WORK REQUIRED - Set down the entries exactly. No line may differ from its source.

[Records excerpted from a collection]
--
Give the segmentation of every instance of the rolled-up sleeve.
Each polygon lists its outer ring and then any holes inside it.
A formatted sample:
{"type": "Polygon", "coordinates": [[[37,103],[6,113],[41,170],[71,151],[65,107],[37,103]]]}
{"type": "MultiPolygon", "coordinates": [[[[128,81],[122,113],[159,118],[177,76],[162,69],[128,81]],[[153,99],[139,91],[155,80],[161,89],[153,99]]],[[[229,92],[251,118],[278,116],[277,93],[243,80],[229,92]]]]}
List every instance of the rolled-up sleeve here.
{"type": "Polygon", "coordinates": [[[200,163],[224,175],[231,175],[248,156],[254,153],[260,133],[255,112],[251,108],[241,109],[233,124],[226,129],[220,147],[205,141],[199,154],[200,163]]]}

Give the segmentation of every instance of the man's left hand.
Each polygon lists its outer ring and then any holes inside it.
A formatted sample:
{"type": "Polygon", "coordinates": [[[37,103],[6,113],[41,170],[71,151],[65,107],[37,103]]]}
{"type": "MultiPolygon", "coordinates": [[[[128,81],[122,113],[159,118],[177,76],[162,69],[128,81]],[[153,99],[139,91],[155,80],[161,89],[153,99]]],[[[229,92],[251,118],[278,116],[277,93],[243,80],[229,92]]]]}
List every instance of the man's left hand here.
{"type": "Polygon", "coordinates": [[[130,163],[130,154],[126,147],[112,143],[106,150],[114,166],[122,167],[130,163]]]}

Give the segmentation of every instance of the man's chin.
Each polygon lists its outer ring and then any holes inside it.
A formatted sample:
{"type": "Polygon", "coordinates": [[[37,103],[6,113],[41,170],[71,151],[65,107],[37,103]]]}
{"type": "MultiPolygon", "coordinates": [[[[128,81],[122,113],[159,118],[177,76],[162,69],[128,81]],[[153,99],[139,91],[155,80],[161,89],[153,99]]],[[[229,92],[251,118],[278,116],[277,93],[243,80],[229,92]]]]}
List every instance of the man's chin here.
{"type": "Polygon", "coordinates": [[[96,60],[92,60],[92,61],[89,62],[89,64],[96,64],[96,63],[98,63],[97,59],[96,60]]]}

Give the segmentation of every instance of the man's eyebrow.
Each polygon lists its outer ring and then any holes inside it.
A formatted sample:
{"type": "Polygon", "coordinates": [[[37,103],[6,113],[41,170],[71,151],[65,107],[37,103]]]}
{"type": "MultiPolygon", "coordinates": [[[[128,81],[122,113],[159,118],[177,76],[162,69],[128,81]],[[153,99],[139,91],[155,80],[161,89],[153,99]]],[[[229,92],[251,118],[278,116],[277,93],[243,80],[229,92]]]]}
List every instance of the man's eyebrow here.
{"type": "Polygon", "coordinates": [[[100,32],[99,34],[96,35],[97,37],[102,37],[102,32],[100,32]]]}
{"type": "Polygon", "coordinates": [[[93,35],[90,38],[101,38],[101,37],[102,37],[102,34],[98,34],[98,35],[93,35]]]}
--
ANSWER AREA -
Give the segmentation of every instance of the rolled-up sleeve.
Each polygon lists its outer ring and then any holes inside it.
A formatted sample:
{"type": "Polygon", "coordinates": [[[37,103],[6,113],[41,170],[71,151],[65,107],[37,103]]]}
{"type": "MultiPolygon", "coordinates": [[[[128,81],[122,113],[159,118],[177,76],[162,69],[128,81]],[[153,99],[139,91],[155,80],[161,89],[153,99]]],[[[229,92],[251,118],[278,116],[277,93],[243,80],[229,92]]]]}
List every instance of the rolled-up sleeve here.
{"type": "Polygon", "coordinates": [[[200,163],[224,175],[231,175],[248,156],[254,153],[260,133],[255,112],[251,108],[241,109],[233,124],[226,129],[220,147],[205,141],[199,154],[200,163]]]}

Give the segmentation of every instance of the man's left hand.
Each polygon lists its outer ring and then any holes inside it.
A formatted sample:
{"type": "Polygon", "coordinates": [[[37,103],[6,113],[41,170],[71,151],[65,107],[37,103]]]}
{"type": "MultiPolygon", "coordinates": [[[[128,81],[122,113],[159,118],[177,76],[162,69],[128,81]],[[153,99],[139,91],[155,80],[161,89],[153,99]]],[[[229,92],[251,118],[278,116],[277,93],[243,80],[229,92]]]]}
List every instance of the man's left hand here.
{"type": "Polygon", "coordinates": [[[130,163],[130,154],[126,147],[112,143],[106,150],[114,166],[122,167],[130,163]]]}

Give the segmentation of every instance of the man's chin.
Each polygon lists its outer ring and then any holes inside it.
A formatted sample:
{"type": "Polygon", "coordinates": [[[37,103],[6,113],[41,170],[71,151],[65,107],[37,103]]]}
{"type": "MultiPolygon", "coordinates": [[[[128,81],[122,113],[159,118],[177,76],[162,69],[128,81]],[[153,99],[139,91],[155,80],[161,89],[153,99]]],[[[229,92],[251,118],[278,116],[277,93],[243,80],[229,92]]]]}
List every instance of the man's chin here.
{"type": "Polygon", "coordinates": [[[96,60],[92,60],[92,61],[89,62],[89,64],[96,64],[96,63],[98,63],[97,59],[96,60]]]}

Give the segmentation of every instance of the man's eyebrow.
Each polygon lists its outer ring and then any holes inside it.
A formatted sample:
{"type": "Polygon", "coordinates": [[[37,103],[6,113],[41,170],[71,151],[65,107],[37,103]]]}
{"type": "MultiPolygon", "coordinates": [[[[128,81],[122,113],[159,118],[177,76],[162,69],[128,81]],[[153,99],[139,91],[155,80],[161,89],[153,99]]],[[[229,92],[251,118],[278,116],[277,93],[243,80],[229,92]]]]}
List every instance of the man's eyebrow here.
{"type": "Polygon", "coordinates": [[[100,32],[99,34],[96,35],[97,37],[102,37],[102,32],[100,32]]]}
{"type": "Polygon", "coordinates": [[[93,35],[90,38],[101,38],[101,37],[102,37],[102,34],[98,34],[98,35],[93,35]]]}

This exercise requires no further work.